* YOUR TASK *
Answer these questions using the Obamacare forum thread:
(a) What share of people under age 65 in the individual market qualify for Medicaid or insurance subsidies, according to the Families USA study?
(b) How many users a day should healthcare.gov be able to handle by the end of next week, according to Jeffrey Zients?
(c) In the post by Tumbulu, what does the friend lack that keeps him from applying?

Stunning map of states refusing Medicaid expansion. 5 million hurt. TPM
http://www.democraticunderground.com/10024019515

The Cruelty of Republican States in One Chart
http://www.democraticunderground.com/10023790604

ProSense

(116,464 posts)
11. When Republicans start calling Obamacare 'free health care,' that means it's working
Mon Nov 25, 2013, 08:01 PM
Nov 2013
When Republicans start calling Obamacare 'free health care,' that means it's working

by Jed Lewison

Brian Beutler, noting a new Familes USA study showing that 71 percent of people under age 65 in the individual market are qualified for Medicaid or for insurance subsidies, observes:

For the past couple of months, the Healthcare.gov failure allowed Republicans to ignore the moral imperative they face to direct these constituents toward new options. The cash registers aren’t working, they could tell themselves, so what good would we be doing by directing people to the market anyhow. This was always dodgy logic, but it enjoyed a real sheen of plausibility. And that’s why Republicans have spent most of November soliciting Obamacare horror stories, rather than trying to help the narrators.

But as he points out, Jeffrey Zients, the Obama administration's healthcare.gov fixer, says that by the end of next week, the site will be able to handle nearly one million users a day, a development that will go a long way towards addressing the logistical problems that have challenged Obamacare's early days. If Zients delivers, this is a real problem for the Republican position, which comes down to variations of the claim that Obamacare isn't working.

There's no question that Obamacare delivers a quality product that people want—reliable health insurance—and for the vast majority of people, it does so more affordably than ever before. The problem really has been about logistics, and once more people can get health insurance through Obamacare, the GOP's technocratic critique falls apart. If they remain staunchly opposed to Obamacare—which they surely will—then their position becomes one of denying health care insurance to people in need. And it's not hard to see why that will quickly become a political liability.

Take a state like Kentucky, for example, where they don't call it Obamacare, but it's already working well. (For a great read on how well it's working, check out this weekend's Washington Post.)

Senate Minority Leader Mitch McConnell derides Kentucky's success as an example of government handouts run amok—"If you want to give out free health care you're going to have a lot of interest," McConnell says. The logical conclusion of that attack is that McConnell believes you should only get health care coverage if you've got deep pockets, a fundamentally immoral position that will appeal only to the the hardest core elements of the GOP base. Just look at the enduring popularity of Medicare if you doubt that fact.

If Republicans could spend the next 12 months arguing that Obamacare is an operational disaster, they'd be thrilled, because in making that argument, they would be able to avoid the reality that their position is to go back the era in which you were lucky to get health insurance—and luckier still if your health insurance actually gave you health security. But as Obamacare implementation improves, they won't be able to do that—and their arguments will increasingly echo McConnell's.

Twelve months of that from Republicans, and in their next port mortem, they'll look back at Mitt Romney spouting nonsense about the 47 percent as the good old days.

http://www.dailykos.com/story/2013/11/25/1258244/-When-Republicans-start-calling-Obamacare-free-health-care-that-means-it-s-working


Tumbulu

(6,272 posts)
14. but income tax returns are required, aren't they?
Sat Dec 21, 2013, 10:13 PM
Dec 2013

how many homeless people file tax returns?

I have a friend who is super low income, but never files taxes. He cannot apply without a history of returns and is scared to file them for reasons that make little sense to me. But make sense to him.

* INPUT DATA *
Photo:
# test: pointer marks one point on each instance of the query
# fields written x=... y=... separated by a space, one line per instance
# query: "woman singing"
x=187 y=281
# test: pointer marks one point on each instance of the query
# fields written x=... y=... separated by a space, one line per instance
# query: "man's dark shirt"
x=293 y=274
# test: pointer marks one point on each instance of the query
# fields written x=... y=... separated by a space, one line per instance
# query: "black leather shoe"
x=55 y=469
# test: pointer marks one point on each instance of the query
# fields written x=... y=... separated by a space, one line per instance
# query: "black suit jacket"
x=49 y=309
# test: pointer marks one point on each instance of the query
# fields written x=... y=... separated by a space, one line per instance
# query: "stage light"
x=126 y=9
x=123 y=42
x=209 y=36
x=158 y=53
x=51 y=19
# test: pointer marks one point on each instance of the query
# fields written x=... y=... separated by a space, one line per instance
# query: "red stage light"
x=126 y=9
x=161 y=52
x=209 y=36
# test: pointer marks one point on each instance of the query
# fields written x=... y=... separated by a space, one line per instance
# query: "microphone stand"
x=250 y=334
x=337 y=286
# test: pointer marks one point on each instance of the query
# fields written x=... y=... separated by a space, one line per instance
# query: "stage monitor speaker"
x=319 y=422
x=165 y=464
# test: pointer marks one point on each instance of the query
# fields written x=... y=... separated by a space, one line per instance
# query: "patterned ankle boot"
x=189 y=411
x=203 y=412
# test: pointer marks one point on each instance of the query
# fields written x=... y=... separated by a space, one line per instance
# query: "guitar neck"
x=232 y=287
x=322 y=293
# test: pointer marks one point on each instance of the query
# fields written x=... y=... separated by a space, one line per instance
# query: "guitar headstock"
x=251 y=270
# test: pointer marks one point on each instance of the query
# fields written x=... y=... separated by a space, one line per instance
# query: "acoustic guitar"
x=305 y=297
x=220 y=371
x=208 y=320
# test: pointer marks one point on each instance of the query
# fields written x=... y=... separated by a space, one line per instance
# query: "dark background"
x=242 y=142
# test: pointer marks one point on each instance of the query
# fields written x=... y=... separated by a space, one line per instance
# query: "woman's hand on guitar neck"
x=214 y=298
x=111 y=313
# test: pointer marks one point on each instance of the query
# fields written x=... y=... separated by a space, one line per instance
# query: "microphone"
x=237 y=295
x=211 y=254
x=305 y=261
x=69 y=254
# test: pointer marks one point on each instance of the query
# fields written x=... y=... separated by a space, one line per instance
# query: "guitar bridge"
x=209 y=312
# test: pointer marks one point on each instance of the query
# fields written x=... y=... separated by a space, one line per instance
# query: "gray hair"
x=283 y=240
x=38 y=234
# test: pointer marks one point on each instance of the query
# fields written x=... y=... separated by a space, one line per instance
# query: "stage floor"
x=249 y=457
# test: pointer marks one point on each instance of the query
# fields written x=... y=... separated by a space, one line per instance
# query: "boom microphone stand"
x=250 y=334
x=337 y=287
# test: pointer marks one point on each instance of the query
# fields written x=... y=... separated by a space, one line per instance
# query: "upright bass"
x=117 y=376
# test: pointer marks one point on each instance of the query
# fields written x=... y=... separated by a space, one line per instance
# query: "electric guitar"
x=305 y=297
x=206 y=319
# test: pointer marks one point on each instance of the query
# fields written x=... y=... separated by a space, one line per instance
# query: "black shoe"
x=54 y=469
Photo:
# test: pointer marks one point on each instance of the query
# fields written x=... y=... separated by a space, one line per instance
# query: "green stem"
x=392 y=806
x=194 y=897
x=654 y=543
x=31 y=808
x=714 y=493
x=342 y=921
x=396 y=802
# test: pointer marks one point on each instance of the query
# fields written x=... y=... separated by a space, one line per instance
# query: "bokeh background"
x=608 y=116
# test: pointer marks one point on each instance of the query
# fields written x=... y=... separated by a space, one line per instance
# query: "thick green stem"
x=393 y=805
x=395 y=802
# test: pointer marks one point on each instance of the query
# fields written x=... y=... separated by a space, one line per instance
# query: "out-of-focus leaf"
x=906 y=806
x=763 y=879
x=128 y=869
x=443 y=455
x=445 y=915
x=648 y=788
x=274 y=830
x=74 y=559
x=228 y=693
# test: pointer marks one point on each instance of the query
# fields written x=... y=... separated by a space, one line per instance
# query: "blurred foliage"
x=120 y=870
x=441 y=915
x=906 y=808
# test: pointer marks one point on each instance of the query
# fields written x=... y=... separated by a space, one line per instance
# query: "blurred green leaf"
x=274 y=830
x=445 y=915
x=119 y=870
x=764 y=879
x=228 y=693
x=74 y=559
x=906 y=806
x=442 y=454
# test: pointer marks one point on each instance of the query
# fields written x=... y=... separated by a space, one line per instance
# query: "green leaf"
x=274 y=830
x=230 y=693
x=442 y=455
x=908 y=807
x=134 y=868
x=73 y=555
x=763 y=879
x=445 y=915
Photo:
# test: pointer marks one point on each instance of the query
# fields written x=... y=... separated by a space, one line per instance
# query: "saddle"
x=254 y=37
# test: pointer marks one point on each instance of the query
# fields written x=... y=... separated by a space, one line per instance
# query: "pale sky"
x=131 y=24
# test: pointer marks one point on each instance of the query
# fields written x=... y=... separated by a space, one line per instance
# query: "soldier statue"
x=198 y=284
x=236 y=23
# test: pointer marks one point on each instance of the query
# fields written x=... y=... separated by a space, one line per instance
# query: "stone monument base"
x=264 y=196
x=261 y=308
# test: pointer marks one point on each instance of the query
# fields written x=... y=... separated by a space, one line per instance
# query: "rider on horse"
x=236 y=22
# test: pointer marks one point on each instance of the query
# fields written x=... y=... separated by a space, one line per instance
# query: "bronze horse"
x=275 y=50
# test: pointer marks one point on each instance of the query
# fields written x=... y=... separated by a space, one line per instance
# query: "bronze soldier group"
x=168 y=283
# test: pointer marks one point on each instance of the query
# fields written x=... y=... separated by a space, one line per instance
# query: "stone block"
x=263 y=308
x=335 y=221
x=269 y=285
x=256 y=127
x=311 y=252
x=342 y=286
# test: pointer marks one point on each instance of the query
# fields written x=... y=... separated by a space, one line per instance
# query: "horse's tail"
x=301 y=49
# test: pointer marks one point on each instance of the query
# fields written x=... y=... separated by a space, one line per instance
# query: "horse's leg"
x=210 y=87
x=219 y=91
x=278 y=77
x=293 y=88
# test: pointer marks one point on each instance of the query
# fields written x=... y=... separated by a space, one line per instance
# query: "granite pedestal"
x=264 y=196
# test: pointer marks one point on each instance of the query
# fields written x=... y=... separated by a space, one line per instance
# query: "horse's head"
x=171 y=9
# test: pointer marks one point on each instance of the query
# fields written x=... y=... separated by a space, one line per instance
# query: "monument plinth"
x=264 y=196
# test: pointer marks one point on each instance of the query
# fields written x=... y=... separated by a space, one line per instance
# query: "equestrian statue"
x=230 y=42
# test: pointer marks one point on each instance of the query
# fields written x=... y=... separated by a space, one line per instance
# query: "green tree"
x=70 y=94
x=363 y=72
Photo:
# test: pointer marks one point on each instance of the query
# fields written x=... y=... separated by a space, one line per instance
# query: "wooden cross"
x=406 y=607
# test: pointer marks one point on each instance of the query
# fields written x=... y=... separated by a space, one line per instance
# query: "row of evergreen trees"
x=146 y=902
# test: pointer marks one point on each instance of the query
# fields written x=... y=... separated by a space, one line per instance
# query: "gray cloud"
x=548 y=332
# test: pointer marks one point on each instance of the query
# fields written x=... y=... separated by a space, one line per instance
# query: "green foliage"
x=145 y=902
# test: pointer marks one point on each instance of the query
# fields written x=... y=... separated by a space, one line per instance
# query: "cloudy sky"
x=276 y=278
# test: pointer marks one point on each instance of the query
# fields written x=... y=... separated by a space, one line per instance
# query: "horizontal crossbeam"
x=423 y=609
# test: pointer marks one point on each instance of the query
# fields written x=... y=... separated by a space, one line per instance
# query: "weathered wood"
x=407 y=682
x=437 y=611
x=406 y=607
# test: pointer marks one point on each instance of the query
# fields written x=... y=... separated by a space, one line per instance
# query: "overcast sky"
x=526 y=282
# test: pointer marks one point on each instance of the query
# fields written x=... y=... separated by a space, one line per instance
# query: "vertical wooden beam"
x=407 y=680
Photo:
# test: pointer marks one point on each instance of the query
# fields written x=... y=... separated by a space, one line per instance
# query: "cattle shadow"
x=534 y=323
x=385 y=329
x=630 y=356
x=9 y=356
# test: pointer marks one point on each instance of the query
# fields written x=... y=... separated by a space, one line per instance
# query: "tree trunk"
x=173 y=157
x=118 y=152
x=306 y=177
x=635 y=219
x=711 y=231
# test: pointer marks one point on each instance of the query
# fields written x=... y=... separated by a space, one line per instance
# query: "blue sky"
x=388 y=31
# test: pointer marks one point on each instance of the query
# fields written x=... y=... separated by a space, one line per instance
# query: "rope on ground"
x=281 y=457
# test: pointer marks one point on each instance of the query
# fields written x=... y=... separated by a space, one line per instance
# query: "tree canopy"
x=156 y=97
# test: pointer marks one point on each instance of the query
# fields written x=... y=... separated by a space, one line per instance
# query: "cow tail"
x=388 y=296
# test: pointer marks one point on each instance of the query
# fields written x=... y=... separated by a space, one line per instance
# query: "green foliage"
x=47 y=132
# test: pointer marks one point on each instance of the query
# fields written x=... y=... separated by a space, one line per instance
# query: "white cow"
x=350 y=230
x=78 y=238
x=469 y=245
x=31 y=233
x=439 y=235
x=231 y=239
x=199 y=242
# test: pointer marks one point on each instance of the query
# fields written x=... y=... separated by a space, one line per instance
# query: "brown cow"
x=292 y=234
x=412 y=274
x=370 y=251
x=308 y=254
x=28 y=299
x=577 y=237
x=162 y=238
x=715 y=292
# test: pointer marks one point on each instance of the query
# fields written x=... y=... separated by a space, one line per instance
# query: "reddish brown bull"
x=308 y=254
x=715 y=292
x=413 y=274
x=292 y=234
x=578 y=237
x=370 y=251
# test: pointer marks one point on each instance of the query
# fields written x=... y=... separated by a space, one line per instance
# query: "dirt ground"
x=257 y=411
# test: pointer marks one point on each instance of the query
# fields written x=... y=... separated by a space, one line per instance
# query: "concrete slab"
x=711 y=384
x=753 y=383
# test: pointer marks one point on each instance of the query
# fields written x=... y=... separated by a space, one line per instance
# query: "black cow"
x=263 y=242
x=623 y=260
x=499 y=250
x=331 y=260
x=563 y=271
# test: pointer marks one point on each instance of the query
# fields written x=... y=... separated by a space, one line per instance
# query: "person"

* RESULT OF THIS EXERCISE *
(a) 71 percent
(b) Nearly one million
(c) A history of tax returns